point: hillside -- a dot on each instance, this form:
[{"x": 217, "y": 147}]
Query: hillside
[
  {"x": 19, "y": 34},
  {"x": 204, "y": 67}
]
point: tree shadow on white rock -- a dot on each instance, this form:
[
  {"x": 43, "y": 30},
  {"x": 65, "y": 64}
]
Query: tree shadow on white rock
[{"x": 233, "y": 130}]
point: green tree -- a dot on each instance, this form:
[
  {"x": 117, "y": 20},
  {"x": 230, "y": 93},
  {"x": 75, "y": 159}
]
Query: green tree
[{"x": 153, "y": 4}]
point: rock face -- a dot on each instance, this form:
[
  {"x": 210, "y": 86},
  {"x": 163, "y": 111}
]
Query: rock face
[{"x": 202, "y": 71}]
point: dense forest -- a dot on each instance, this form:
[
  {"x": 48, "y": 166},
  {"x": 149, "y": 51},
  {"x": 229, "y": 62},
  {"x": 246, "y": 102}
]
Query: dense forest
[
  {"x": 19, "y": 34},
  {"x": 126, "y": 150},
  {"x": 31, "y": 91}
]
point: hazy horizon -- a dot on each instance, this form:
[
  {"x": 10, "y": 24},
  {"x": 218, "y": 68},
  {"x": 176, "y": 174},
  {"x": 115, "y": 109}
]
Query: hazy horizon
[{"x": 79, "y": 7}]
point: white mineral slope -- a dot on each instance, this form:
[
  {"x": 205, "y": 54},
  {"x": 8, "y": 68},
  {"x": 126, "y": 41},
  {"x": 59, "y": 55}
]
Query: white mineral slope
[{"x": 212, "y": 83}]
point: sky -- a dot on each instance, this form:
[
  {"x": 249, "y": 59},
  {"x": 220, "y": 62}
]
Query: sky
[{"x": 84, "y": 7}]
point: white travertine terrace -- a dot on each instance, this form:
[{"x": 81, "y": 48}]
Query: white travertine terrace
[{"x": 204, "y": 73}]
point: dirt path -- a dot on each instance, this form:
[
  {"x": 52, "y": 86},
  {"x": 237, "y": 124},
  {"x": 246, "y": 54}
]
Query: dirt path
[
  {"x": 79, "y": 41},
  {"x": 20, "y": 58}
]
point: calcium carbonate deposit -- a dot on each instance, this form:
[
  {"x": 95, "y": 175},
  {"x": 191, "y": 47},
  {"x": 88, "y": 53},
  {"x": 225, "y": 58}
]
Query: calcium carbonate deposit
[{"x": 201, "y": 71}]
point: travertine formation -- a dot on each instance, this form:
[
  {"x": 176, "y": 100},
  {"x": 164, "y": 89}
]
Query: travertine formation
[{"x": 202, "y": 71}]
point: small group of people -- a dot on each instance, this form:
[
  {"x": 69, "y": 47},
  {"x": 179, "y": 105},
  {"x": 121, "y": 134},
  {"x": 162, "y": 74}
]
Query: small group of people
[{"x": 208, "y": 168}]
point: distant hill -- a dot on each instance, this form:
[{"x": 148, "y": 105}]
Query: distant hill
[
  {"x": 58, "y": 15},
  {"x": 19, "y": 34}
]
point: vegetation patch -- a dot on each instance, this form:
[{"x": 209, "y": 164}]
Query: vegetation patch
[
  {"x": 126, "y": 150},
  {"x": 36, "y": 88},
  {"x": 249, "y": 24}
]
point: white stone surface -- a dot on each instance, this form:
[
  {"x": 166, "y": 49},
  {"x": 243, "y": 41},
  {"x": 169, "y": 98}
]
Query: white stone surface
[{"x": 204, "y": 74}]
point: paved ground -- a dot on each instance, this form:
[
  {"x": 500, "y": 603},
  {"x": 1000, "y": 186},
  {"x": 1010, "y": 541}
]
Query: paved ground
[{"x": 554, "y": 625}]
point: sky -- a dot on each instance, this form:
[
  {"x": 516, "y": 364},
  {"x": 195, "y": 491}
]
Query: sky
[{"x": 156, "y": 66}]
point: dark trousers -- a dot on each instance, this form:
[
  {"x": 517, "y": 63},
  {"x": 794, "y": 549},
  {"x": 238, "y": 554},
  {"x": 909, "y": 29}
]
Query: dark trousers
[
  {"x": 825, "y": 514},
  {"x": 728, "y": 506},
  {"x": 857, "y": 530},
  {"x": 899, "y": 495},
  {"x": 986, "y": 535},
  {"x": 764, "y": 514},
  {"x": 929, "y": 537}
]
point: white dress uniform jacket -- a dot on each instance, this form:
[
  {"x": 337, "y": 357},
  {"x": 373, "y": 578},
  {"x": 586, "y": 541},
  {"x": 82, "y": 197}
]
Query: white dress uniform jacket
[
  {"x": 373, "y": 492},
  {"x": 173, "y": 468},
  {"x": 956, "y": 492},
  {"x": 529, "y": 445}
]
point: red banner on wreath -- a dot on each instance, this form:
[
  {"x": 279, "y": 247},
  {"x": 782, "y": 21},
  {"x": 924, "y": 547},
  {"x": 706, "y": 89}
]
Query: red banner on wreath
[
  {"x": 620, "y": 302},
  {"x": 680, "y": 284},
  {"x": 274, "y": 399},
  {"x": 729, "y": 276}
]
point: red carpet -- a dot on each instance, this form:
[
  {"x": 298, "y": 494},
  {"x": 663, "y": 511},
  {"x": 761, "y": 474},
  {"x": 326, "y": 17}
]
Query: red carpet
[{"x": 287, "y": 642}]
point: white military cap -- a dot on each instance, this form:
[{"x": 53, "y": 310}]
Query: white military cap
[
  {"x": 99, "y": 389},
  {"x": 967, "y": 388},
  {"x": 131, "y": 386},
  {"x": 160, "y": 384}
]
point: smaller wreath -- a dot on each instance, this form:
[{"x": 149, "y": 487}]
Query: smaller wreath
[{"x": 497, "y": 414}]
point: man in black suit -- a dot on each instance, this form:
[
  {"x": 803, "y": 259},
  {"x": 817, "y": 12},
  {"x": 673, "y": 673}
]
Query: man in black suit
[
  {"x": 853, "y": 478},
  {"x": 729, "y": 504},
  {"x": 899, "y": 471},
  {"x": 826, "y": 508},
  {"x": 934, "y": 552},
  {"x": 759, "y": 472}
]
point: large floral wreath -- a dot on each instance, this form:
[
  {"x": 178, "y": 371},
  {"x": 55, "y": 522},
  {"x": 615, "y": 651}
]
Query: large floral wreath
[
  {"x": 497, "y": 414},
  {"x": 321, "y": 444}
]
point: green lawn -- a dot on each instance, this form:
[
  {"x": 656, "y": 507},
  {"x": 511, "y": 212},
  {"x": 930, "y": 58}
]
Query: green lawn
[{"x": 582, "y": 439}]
=-=-=
Task details:
Each entry is to be returned in full, character for character.

Answer for this exercise:
point: hillside -- a dot on each instance, this form:
[{"x": 217, "y": 147}]
Query: hillside
[
  {"x": 19, "y": 34},
  {"x": 204, "y": 67}
]
point: tree shadow on white rock -- a dot on each instance, this form:
[
  {"x": 43, "y": 30},
  {"x": 65, "y": 64}
]
Query: tree shadow on white rock
[{"x": 233, "y": 130}]
point: green tree -- a dot on each instance, this form:
[
  {"x": 117, "y": 20},
  {"x": 230, "y": 93},
  {"x": 75, "y": 159}
]
Query: green tree
[{"x": 153, "y": 4}]
point: rock face -- a dot on each instance, this form:
[
  {"x": 210, "y": 86},
  {"x": 163, "y": 111}
]
Query: rock face
[{"x": 202, "y": 71}]
point: dense forest -- a dot on each instance, this form:
[
  {"x": 48, "y": 166},
  {"x": 149, "y": 51},
  {"x": 229, "y": 62},
  {"x": 246, "y": 102}
]
Query: dense forest
[
  {"x": 19, "y": 34},
  {"x": 126, "y": 150},
  {"x": 31, "y": 91}
]
point: hazy horizon -- a dot on each instance, this form:
[
  {"x": 10, "y": 24},
  {"x": 218, "y": 68},
  {"x": 176, "y": 174},
  {"x": 115, "y": 109}
]
Query: hazy horizon
[{"x": 79, "y": 7}]
point: white mineral slope -- a dot on each instance, this form:
[
  {"x": 205, "y": 54},
  {"x": 8, "y": 68},
  {"x": 126, "y": 41},
  {"x": 59, "y": 55}
]
Query: white mineral slope
[{"x": 212, "y": 83}]
point: sky -- a dot on each instance, this form:
[
  {"x": 249, "y": 59},
  {"x": 220, "y": 62}
]
Query: sky
[{"x": 84, "y": 7}]
point: white travertine terrace -- a dot on each instance, this form:
[{"x": 81, "y": 48}]
Query: white travertine terrace
[{"x": 204, "y": 73}]
point: dirt path -- a dot on each instance, this form:
[
  {"x": 52, "y": 86},
  {"x": 237, "y": 124},
  {"x": 246, "y": 54}
]
Query: dirt path
[
  {"x": 79, "y": 41},
  {"x": 20, "y": 58}
]
point: calcium carbonate deposit -- a dot on each instance, this form:
[
  {"x": 95, "y": 175},
  {"x": 191, "y": 47},
  {"x": 88, "y": 53},
  {"x": 225, "y": 58}
]
Query: calcium carbonate deposit
[{"x": 201, "y": 71}]
point: travertine formation -- a dot on each instance, this form:
[
  {"x": 176, "y": 100},
  {"x": 164, "y": 89}
]
Query: travertine formation
[{"x": 202, "y": 71}]
point: small group of people -- a dot on each instance, this form:
[
  {"x": 69, "y": 47},
  {"x": 179, "y": 105},
  {"x": 121, "y": 134},
  {"x": 162, "y": 74}
]
Query: small group of people
[{"x": 208, "y": 168}]
point: distant hill -- a dot on each instance, this form:
[{"x": 148, "y": 105}]
Query: distant hill
[
  {"x": 58, "y": 15},
  {"x": 19, "y": 34}
]
point: vegetation patch -- a dot on each instance, this form:
[{"x": 209, "y": 164}]
Query: vegetation patch
[
  {"x": 126, "y": 150},
  {"x": 36, "y": 88},
  {"x": 249, "y": 24}
]
point: white stone surface -- a dot on each instance, this form:
[
  {"x": 166, "y": 49},
  {"x": 243, "y": 41},
  {"x": 169, "y": 98}
]
Query: white stone surface
[{"x": 204, "y": 74}]
point: paved ground -- a dot on each instance, this form:
[
  {"x": 500, "y": 603},
  {"x": 1000, "y": 186},
  {"x": 1010, "y": 541}
]
Query: paved ground
[{"x": 554, "y": 625}]
point: sky -- a dot on each instance, this form:
[
  {"x": 516, "y": 364},
  {"x": 195, "y": 491}
]
Query: sky
[{"x": 156, "y": 66}]
point: dark trousers -- a dot on each instance, this form:
[
  {"x": 517, "y": 63},
  {"x": 794, "y": 549},
  {"x": 238, "y": 554},
  {"x": 909, "y": 29}
]
Query: dark trousers
[
  {"x": 825, "y": 514},
  {"x": 728, "y": 506},
  {"x": 857, "y": 530},
  {"x": 899, "y": 495},
  {"x": 986, "y": 535},
  {"x": 764, "y": 514},
  {"x": 929, "y": 537}
]
point: white dress uniform jacket -- a dot on each instance, this form:
[
  {"x": 337, "y": 357},
  {"x": 373, "y": 578},
  {"x": 586, "y": 541},
  {"x": 82, "y": 197}
]
Query: white dress uniform jacket
[
  {"x": 373, "y": 492},
  {"x": 173, "y": 468},
  {"x": 956, "y": 492},
  {"x": 529, "y": 445}
]
point: red banner on wreath -- a dot on each instance, this form:
[
  {"x": 279, "y": 247},
  {"x": 782, "y": 21},
  {"x": 924, "y": 547},
  {"x": 706, "y": 89}
]
Query: red banner on wreath
[
  {"x": 620, "y": 302},
  {"x": 680, "y": 284},
  {"x": 274, "y": 399},
  {"x": 729, "y": 276}
]
point: red carpet -- a dot on each instance, this form:
[
  {"x": 298, "y": 494},
  {"x": 663, "y": 511},
  {"x": 761, "y": 474},
  {"x": 326, "y": 17}
]
Query: red carpet
[{"x": 287, "y": 642}]
point: white military cap -- a dot on each instance, this form:
[{"x": 53, "y": 310}]
Query: white military cap
[
  {"x": 99, "y": 389},
  {"x": 967, "y": 388},
  {"x": 131, "y": 386},
  {"x": 160, "y": 384}
]
point: smaller wreath -- a dot on each instance, this form:
[{"x": 149, "y": 487}]
Query: smaller wreath
[{"x": 497, "y": 414}]
point: man in black suit -- a dot on each instance, this form:
[
  {"x": 803, "y": 259},
  {"x": 817, "y": 12},
  {"x": 673, "y": 673}
]
Query: man in black suit
[
  {"x": 853, "y": 478},
  {"x": 729, "y": 504},
  {"x": 899, "y": 471},
  {"x": 826, "y": 508},
  {"x": 934, "y": 552},
  {"x": 759, "y": 472}
]
point: large floral wreath -- a dot on each instance, this form:
[
  {"x": 178, "y": 371},
  {"x": 55, "y": 522},
  {"x": 615, "y": 651}
]
Query: large floral wreath
[
  {"x": 497, "y": 414},
  {"x": 321, "y": 444}
]
point: green lawn -- a dot on each instance, this form:
[
  {"x": 656, "y": 507},
  {"x": 511, "y": 212},
  {"x": 930, "y": 58}
]
Query: green lawn
[{"x": 582, "y": 439}]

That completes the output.